Ignacio Camacho-ABC
El proyecto de indulto encubierto a Junqueras, la legitimación de un Torra en rebeldía, los coqueteos semiclandestinos con Venezuela bajo la influencia de Pablo Iglesias… Sánchez está convirtiendo al Gobierno y al PSOE en un aparato de poder sin reglas al servicio de un programa de refundación del sistema
Una reforma penal ad personam para excarcelar por la vía rápida a un reo de sedición condenado por el Tribunal Supremo. Guiños a la «dictadura tiránica» venezolana -palabras de Felipe González- a cuyo servicio zascandilea el expresidente Zapatero. Una reunión de un ministro, rozando la ilegalidad, en el aeropuerto con la número dos de un narcorrégimen que tiene prohibida la entrada en territorio europeo. Una visita anunciada «con mucho gusto» del presidente del Gobierno a un jerarca autonómico declarado en rebeldía contra su inhabilitación legal y atrincherado en el Parlamento. Un pacto con Bildu en Navarra y un voto en la Eurocámara contra la investigación de los crímenes de ETA no resueltos. Se diría que en esta segunda semana de la «coalición de progreso» no ha quedado un facineroso político ni un adversario del Estado de Derecho sin recibir su correspondiente deferencia u obsequio. Demasiados peajes -más los que vendrán y veremos- como precio inmediato del apoyo a préstamo de unos grupos que en Francia o Alemania tendrían la consideración de elementos antisistémicos. Una deriva de ruptura marcada por Podemos y ejecutada con entusiasmo por un PSOE en el que son incapaces de reconocerse sus cada vez más escasos miembros comprometidos con el clásico modelo socialdemócrata moderno.
Porque ahí es a donde Pedro Sánchez, con convicción o sin ella, ha conducido al Partido Socialista: a la condición de un aparato de poder sin reglas que bajo la abstracta cobertura de una alianza de izquierdas actúa como locomotora de un programa de refundación del sistema. La reconversión del presidente, su aparatosa contorsión respecto a sus propias propuestas, lo ha convertido en el tractor de arrastre de la convergencia entre comunistas, separatistas y demás grupos empeñados en superar la Constitución a través de una revisión encubierta, ya que por sí solos carecen de masa crítica para hacerlo de otra manera.

Los datos.

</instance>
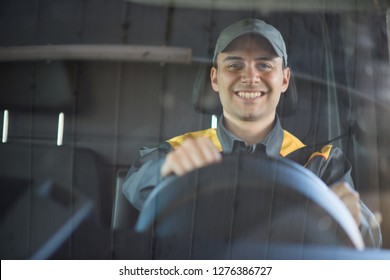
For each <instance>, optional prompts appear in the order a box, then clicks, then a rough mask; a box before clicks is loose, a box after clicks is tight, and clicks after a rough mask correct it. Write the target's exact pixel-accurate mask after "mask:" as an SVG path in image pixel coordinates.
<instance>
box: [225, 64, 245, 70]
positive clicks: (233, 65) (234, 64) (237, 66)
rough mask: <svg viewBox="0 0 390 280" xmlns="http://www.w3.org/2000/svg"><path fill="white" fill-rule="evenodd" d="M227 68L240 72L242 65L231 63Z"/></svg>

Tareas propuestas.
[1] En la columna sobre el Gobierno de Sánchez, ¿con qué palabras de Felipe González se califica al régimen venezolano?
[2] Transcribe de la columna sobre el Gobierno de Sánchez el pasaje que va desde «Porque ahí es» hasta «de otra manera.».

Soluciones del ejercicio.
[1] Como una «dictadura tiránica».

[2]
Porque ahí es a donde Pedro Sánchez, con convicción o sin ella, ha conducido al Partido Socialista: a la condición de un aparato de poder sin reglas que bajo la abstracta cobertura de una alianza de izquierdas actúa como locomotora de un programa de refundación del sistema. La reconversión del presidente, su aparatosa contorsión respecto a sus propias propuestas, lo ha convertido en el tractor de arrastre de la convergencia entre comunistas, separatistas y demás grupos empeñados en superar la Constitución a través de una revisión encubierta, ya que por sí solos carecen de masa crítica para hacerlo de otra manera.